━━ PROVIDED RECORDS
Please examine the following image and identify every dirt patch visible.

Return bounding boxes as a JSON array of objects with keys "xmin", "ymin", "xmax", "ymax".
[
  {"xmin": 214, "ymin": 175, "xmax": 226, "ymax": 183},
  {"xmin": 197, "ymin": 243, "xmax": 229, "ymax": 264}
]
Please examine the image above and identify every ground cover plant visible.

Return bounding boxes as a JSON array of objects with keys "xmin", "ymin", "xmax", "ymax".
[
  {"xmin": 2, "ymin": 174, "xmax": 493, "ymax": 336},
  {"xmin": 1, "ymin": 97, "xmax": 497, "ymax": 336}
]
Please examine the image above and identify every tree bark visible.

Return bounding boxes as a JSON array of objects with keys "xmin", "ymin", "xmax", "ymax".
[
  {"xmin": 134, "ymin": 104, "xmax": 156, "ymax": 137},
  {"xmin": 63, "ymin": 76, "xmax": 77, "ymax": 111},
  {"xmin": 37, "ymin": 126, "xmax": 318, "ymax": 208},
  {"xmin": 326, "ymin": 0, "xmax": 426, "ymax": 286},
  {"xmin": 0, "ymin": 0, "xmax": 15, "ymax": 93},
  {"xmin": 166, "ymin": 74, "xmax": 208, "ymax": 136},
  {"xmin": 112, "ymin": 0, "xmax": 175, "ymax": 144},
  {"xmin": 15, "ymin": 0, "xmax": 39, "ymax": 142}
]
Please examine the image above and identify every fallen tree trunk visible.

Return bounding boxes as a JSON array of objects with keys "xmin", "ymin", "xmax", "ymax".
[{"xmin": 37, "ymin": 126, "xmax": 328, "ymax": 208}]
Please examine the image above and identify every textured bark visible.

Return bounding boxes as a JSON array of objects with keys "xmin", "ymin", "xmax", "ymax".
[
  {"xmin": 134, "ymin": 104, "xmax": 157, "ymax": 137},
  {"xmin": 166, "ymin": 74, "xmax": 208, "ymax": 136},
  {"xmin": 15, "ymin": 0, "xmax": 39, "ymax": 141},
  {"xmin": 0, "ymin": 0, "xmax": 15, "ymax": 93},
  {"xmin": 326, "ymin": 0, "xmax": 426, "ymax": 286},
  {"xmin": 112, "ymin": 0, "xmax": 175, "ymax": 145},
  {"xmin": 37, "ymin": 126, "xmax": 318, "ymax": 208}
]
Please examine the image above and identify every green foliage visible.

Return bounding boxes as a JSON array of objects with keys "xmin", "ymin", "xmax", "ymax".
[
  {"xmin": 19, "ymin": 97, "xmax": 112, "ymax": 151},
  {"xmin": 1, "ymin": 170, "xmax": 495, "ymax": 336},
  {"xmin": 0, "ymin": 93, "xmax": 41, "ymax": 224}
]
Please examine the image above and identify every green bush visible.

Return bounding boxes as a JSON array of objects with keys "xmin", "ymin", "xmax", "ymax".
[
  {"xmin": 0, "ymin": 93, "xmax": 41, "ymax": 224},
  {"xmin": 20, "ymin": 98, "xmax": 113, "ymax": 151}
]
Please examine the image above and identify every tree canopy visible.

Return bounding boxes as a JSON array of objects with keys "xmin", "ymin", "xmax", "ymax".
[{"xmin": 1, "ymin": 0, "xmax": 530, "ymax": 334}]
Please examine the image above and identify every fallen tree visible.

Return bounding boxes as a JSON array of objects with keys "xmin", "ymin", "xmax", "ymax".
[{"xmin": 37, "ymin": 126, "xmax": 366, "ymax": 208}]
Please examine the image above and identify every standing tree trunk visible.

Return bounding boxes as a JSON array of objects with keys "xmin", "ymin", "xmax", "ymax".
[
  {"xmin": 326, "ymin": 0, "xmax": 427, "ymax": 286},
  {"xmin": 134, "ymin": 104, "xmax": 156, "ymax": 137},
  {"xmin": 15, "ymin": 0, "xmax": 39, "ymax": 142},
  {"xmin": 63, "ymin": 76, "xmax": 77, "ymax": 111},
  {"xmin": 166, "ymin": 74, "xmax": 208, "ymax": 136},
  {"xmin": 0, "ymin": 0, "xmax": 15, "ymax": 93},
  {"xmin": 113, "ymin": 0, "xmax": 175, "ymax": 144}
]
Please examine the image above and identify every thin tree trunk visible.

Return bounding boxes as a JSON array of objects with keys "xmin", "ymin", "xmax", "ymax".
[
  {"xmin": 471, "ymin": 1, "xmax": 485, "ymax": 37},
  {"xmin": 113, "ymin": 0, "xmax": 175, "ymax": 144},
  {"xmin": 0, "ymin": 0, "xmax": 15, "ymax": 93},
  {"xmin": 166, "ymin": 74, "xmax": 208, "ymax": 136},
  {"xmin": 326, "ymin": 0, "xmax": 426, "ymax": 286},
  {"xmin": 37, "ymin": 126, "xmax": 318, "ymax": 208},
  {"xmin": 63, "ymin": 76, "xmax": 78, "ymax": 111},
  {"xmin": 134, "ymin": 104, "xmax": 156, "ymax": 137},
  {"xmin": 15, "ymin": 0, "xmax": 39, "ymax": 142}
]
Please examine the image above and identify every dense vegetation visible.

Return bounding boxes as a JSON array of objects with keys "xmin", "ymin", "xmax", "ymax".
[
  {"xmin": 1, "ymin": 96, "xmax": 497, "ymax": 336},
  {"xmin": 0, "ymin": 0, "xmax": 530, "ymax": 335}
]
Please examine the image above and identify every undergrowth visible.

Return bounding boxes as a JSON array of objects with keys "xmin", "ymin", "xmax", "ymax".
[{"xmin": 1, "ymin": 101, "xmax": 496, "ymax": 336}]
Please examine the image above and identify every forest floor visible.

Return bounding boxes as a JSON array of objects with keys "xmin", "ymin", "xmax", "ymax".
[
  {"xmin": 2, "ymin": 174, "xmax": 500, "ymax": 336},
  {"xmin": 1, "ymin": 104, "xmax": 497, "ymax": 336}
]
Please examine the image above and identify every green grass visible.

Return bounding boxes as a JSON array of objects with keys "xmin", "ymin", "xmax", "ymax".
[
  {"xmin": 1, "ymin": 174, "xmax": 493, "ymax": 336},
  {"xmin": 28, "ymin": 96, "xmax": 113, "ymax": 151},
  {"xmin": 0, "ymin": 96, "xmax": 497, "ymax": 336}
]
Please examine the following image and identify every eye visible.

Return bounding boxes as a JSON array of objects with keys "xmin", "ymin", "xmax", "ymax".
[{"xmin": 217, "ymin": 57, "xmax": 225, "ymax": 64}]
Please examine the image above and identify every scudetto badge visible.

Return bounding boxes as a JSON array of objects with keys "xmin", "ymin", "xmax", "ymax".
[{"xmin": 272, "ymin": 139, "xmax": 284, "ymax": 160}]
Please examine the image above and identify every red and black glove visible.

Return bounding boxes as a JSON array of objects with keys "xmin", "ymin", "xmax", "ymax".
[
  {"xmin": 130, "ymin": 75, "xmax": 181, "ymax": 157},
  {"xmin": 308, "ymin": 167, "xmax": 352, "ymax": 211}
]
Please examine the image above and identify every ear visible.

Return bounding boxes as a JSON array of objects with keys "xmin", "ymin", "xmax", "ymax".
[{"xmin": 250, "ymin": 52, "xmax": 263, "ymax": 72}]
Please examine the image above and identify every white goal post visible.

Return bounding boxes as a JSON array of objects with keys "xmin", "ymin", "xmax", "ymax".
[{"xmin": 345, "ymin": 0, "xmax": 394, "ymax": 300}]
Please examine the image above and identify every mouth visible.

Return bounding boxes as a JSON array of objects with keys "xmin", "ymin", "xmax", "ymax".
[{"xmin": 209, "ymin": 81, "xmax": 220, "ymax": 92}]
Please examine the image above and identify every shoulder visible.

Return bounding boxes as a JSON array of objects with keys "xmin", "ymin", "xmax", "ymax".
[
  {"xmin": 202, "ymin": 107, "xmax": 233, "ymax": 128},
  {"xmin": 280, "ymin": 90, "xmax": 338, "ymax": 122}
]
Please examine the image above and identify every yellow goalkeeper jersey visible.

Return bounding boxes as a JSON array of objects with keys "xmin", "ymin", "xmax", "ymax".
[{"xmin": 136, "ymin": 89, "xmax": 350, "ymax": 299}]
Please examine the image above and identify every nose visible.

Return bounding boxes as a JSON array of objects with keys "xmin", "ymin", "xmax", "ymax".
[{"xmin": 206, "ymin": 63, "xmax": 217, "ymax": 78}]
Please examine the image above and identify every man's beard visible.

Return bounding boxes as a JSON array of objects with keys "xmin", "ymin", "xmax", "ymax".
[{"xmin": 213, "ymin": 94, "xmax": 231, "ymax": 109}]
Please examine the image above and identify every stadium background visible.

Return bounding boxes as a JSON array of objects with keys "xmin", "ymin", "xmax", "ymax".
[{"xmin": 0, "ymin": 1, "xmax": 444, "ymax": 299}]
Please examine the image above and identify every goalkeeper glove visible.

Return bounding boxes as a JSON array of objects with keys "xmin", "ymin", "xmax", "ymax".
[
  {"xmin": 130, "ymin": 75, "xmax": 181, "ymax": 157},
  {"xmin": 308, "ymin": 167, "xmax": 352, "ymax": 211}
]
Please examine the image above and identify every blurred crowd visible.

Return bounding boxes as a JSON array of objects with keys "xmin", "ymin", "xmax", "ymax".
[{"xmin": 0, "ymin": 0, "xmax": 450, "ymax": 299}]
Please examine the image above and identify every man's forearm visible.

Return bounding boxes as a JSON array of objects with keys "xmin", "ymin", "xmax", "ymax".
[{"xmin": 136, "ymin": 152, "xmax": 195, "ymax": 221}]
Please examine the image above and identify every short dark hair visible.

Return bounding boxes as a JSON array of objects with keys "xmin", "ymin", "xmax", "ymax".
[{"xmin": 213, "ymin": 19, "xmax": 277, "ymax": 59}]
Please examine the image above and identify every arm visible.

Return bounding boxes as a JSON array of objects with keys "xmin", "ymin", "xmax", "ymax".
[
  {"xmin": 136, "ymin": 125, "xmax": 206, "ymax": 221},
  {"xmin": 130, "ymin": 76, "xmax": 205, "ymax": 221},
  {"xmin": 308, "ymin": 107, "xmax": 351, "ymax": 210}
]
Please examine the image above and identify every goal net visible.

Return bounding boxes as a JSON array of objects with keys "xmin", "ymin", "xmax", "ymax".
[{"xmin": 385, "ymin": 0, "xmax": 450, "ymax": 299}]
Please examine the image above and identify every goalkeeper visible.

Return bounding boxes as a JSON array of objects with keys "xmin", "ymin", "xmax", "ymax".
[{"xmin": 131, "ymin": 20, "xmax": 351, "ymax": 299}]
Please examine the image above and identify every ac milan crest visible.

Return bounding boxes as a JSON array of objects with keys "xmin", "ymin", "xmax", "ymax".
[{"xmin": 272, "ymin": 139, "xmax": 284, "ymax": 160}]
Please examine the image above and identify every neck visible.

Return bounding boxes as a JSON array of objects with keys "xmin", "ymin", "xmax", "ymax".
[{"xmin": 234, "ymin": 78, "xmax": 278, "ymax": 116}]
━━━━
━━ PROVIDED RECORDS
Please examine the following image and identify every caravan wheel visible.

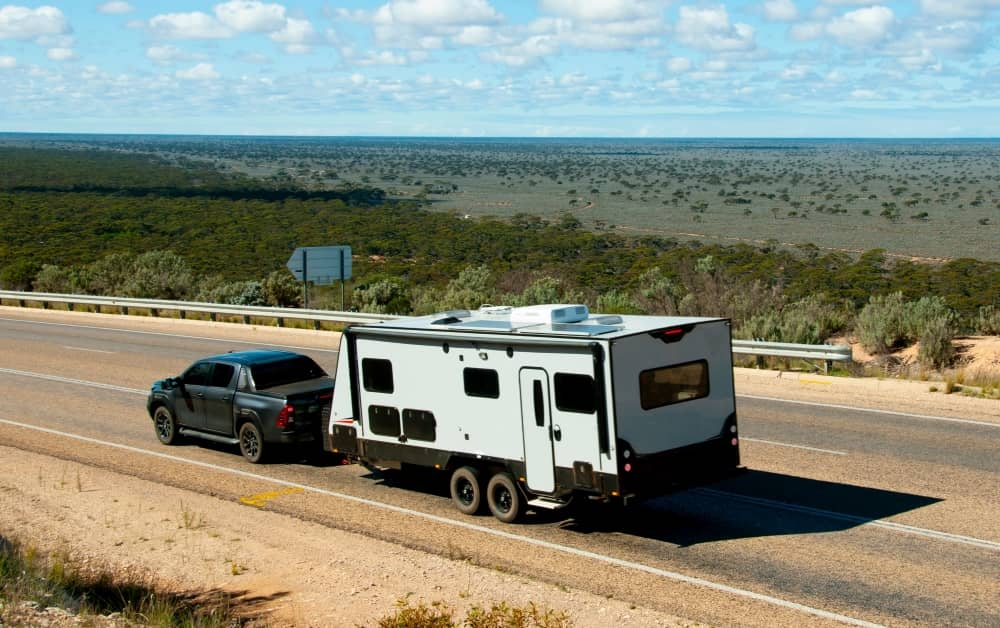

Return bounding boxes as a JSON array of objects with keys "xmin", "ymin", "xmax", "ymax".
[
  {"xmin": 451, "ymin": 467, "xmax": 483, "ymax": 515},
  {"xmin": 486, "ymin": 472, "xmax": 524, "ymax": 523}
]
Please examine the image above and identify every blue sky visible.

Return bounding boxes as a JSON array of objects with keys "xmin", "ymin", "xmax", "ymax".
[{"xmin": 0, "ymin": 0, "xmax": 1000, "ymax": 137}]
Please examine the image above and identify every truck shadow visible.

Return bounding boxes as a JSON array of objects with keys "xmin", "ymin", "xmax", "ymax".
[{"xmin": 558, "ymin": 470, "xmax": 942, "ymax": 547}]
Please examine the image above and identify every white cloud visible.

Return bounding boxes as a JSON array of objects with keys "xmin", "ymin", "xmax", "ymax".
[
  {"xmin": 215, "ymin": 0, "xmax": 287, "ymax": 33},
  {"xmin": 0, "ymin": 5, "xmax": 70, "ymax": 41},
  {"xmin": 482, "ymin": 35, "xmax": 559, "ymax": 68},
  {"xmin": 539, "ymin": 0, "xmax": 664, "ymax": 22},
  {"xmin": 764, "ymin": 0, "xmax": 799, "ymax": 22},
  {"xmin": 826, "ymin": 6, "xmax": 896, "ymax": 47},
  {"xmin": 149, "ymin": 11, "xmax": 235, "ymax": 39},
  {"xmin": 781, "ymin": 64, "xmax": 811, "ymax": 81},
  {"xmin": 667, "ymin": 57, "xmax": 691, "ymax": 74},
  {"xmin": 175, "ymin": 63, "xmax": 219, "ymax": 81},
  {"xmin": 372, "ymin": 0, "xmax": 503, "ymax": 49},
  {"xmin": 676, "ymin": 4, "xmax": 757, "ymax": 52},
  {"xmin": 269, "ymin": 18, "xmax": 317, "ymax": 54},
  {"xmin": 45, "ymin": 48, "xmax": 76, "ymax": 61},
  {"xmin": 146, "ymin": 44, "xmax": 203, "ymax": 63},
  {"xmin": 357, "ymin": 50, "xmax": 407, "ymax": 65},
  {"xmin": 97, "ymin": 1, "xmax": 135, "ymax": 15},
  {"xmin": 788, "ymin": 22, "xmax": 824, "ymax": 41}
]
━━━━
EXERCISE INSTRUCTIONS
Return every line of the records above that contains the word "tree", copying each line in full.

RESULT OF THIS TASK
Please examine the image above and identify every tree bark visible.
Please examine the image above and identify every fallen tree trunk visible.
Please examine the image above and identify every tree canopy visible.
Please examine the image above and identify every fallen tree visible.
Please examine the image above and identify every standing tree trunk visible.
Please examine the image above and identify every thin tree trunk visible.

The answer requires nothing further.